— Tujuan —
Temukan semua baris dalam catatan di bawah ini yang memuat kata "jersey", lalu salin setiap baris tersebut. Huruf besar dan huruf kecil dibedakan.

— Catatan yang Ditampilkan —

^^^^^^^^^^^^^^^^

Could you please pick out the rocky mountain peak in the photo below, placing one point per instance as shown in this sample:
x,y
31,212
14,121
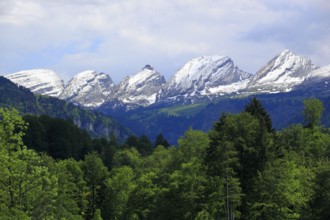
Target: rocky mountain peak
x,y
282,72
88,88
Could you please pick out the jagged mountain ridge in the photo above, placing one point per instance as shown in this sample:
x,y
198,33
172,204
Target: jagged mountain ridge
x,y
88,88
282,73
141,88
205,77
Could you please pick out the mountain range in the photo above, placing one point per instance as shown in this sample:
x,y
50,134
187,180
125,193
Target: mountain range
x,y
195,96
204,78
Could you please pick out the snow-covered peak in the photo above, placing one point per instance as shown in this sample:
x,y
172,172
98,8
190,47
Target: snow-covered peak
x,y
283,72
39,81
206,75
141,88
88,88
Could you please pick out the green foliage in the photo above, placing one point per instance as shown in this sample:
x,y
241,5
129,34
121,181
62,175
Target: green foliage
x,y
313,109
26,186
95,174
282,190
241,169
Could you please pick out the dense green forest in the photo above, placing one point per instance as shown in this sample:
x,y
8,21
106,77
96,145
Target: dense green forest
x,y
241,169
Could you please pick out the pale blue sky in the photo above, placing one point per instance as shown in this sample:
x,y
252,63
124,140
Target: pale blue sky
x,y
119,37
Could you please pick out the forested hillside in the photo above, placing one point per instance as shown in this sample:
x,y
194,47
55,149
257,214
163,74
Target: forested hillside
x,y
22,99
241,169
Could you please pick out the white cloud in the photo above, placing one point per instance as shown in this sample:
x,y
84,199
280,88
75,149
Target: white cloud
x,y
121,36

^^^^^^^^^^^^^^^^

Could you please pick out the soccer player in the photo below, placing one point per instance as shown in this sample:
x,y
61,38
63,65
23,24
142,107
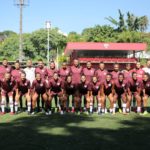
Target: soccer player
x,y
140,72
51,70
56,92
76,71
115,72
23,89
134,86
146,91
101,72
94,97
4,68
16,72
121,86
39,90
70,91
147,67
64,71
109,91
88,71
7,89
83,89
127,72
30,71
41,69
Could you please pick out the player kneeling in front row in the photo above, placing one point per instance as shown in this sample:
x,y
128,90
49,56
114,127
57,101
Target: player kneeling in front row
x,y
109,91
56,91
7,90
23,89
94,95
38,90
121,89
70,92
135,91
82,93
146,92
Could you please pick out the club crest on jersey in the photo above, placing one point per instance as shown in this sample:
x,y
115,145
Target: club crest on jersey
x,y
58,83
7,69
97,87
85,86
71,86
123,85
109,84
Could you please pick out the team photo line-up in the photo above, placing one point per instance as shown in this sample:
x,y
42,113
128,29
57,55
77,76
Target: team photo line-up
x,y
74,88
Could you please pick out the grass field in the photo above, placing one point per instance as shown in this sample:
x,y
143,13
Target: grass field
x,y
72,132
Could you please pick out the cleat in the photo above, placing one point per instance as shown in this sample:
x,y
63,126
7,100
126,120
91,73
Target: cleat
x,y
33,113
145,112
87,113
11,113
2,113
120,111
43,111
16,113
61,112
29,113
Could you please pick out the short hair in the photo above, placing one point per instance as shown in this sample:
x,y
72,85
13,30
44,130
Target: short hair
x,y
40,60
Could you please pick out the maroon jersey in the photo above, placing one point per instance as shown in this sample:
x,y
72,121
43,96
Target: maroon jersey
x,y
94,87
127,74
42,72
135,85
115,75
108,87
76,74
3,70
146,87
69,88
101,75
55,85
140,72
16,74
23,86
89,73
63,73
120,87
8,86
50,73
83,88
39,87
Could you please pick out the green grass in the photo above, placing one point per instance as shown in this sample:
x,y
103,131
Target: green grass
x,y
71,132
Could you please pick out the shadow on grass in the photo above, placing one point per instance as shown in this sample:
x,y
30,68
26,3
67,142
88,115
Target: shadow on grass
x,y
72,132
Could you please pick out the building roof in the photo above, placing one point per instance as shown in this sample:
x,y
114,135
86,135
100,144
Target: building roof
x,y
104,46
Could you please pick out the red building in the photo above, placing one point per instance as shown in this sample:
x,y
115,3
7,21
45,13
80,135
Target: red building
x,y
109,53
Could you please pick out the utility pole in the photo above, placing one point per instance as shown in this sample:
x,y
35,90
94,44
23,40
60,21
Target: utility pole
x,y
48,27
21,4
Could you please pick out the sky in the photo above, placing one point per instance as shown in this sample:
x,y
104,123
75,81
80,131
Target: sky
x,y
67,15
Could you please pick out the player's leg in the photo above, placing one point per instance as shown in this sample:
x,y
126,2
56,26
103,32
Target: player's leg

^^^^^^^^^^^^^^^^

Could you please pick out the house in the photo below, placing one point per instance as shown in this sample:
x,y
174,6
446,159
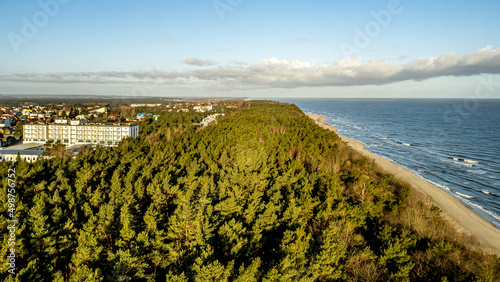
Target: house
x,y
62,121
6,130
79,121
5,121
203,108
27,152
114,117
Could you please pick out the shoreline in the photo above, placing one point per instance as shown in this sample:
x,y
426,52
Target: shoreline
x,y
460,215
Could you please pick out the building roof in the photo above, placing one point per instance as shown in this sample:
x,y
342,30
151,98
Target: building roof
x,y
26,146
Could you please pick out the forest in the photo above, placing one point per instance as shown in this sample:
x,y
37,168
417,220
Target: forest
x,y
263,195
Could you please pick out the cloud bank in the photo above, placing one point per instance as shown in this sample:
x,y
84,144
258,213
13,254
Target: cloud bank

^^^^^^^^^^^^^^^^

— Jawaban Latihan —
Could you please pick out the club crest on jersey in the photo above, placing one point per instance as shown in this sample:
Target: club crest on jersey
Could you please pick out the maroon jersey in the photo above, placing one point per instance as shown in this sample:
Target: maroon jersey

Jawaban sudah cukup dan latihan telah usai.